- [Task objective]: Reproduce the lines of the records below, starting with the line that contains "Where can the clear" and continuing through the end of the records, both ends included.

Position annotation records:
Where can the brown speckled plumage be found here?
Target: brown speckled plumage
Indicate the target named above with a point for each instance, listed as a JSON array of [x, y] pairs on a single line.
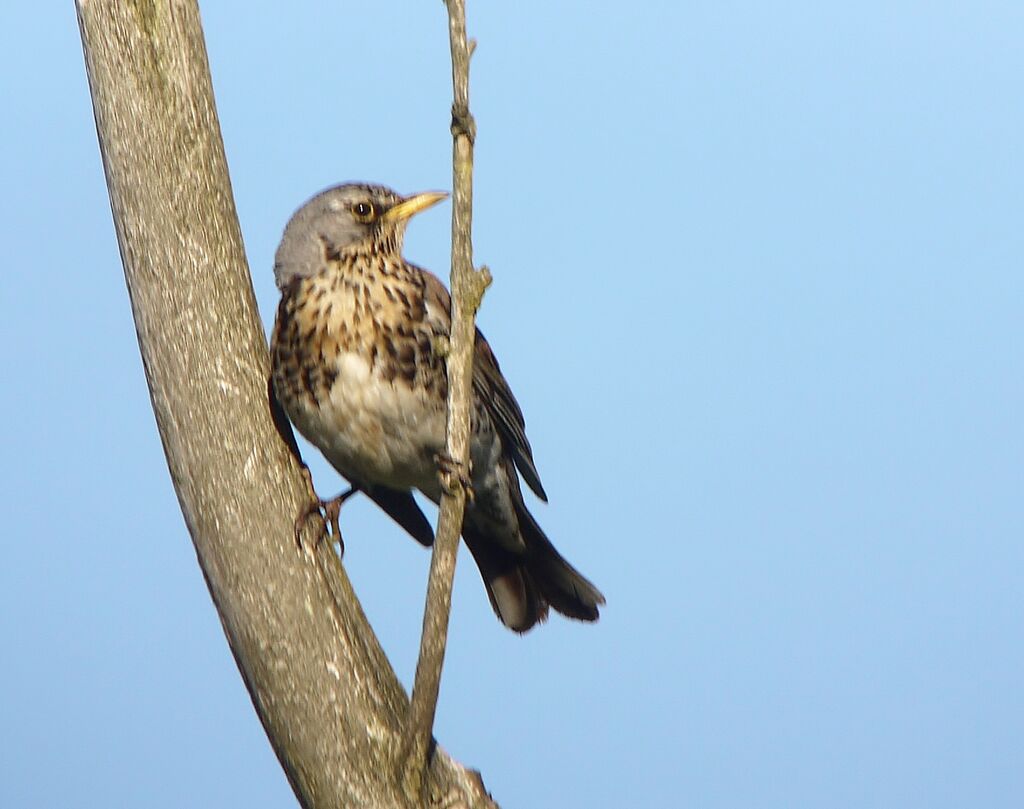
[[354, 368]]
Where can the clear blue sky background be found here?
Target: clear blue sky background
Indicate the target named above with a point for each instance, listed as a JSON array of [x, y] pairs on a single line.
[[759, 290]]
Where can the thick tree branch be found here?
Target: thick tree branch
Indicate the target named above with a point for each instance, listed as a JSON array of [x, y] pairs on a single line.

- [Response to this exercise]:
Where can the clear blue sky background be found here?
Target: clear blue sky background
Indicate the target named above with a point for each instance, listed as a JSON array of [x, y] pairs on a single line.
[[759, 290]]
Where can the thick tree branch be found here?
Target: thick tree branch
Indicate the target named above with a point for each instance, listed as a JSON array of [x, y] pairs on a single line.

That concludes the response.